++++ Record extracts ++++

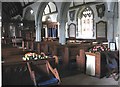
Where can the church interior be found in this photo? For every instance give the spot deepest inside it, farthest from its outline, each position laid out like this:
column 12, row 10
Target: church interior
column 60, row 42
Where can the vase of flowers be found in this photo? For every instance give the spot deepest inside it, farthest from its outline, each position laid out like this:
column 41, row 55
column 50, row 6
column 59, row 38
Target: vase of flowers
column 98, row 48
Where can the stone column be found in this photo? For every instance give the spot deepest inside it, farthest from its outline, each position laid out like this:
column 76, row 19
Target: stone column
column 38, row 32
column 62, row 38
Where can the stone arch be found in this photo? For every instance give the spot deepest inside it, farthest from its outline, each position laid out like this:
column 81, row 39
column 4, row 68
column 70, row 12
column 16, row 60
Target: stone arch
column 62, row 18
column 27, row 14
column 39, row 19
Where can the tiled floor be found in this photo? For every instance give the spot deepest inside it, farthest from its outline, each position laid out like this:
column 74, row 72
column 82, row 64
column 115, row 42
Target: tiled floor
column 82, row 79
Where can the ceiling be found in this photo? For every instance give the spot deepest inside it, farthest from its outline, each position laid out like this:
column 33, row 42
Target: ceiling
column 11, row 9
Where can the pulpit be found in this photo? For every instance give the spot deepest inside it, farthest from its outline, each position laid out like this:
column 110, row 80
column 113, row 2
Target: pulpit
column 96, row 64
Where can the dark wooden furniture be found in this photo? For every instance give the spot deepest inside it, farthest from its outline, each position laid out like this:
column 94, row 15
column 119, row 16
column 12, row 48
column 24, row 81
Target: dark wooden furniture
column 100, row 63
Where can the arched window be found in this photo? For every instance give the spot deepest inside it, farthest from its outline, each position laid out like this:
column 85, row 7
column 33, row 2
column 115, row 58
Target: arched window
column 86, row 24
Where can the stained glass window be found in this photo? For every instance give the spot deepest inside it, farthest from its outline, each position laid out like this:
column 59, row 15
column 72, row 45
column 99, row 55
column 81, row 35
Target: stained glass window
column 85, row 24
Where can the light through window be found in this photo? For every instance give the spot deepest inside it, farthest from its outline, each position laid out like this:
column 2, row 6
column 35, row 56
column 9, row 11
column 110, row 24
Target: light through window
column 85, row 24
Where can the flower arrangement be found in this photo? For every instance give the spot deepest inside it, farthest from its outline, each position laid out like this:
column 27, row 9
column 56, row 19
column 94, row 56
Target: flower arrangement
column 98, row 48
column 34, row 56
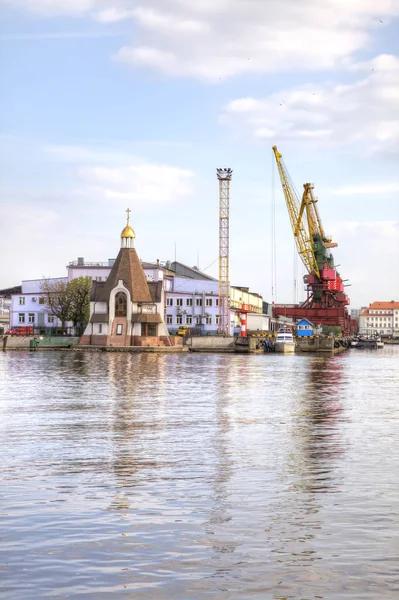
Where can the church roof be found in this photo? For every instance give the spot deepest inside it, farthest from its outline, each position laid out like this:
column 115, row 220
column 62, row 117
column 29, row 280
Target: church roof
column 127, row 267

++++

Look above for the line holding "Target: ceiling" and the line holding "column 94, row 56", then output exactly those two lines and every line between them, nothing more.

● **Written response**:
Target: ceiling
column 11, row 9
Where can the pulpit be found in this photo? For every instance give the spot deepest inside it, farthest from its outline, each position laid out like this:
column 110, row 80
column 113, row 2
Target: pulpit
column 96, row 64
Where can the dark wooden furniture be found in this photo? For every instance give the spot deepest inside it, farthest from its outline, each position laid out like this:
column 94, row 15
column 119, row 16
column 12, row 48
column 24, row 81
Target: dark wooden furniture
column 100, row 63
Where can the arched window be found in this photo? For every instance give the spot deepest inside it, farthest from its outline, each position laid out like this:
column 85, row 7
column 33, row 2
column 115, row 58
Target: arched window
column 86, row 24
Where can the stained glass window be found in this photo? For every instance give the spot deepest inside it, farthest from its outline, each position laid out like this:
column 59, row 15
column 72, row 45
column 99, row 55
column 81, row 35
Target: stained glass window
column 85, row 24
Where can the light through window be found in this photo? For every instance give the spot deepest inside it, farthest from its outline, each position laid out like this:
column 2, row 6
column 35, row 56
column 9, row 11
column 110, row 24
Target: light through window
column 85, row 24
Where can the flower arrangement be found in this photo? For every instance give the spot deepest inside it, farthest from its outline, each position laid out like this:
column 27, row 9
column 56, row 19
column 94, row 56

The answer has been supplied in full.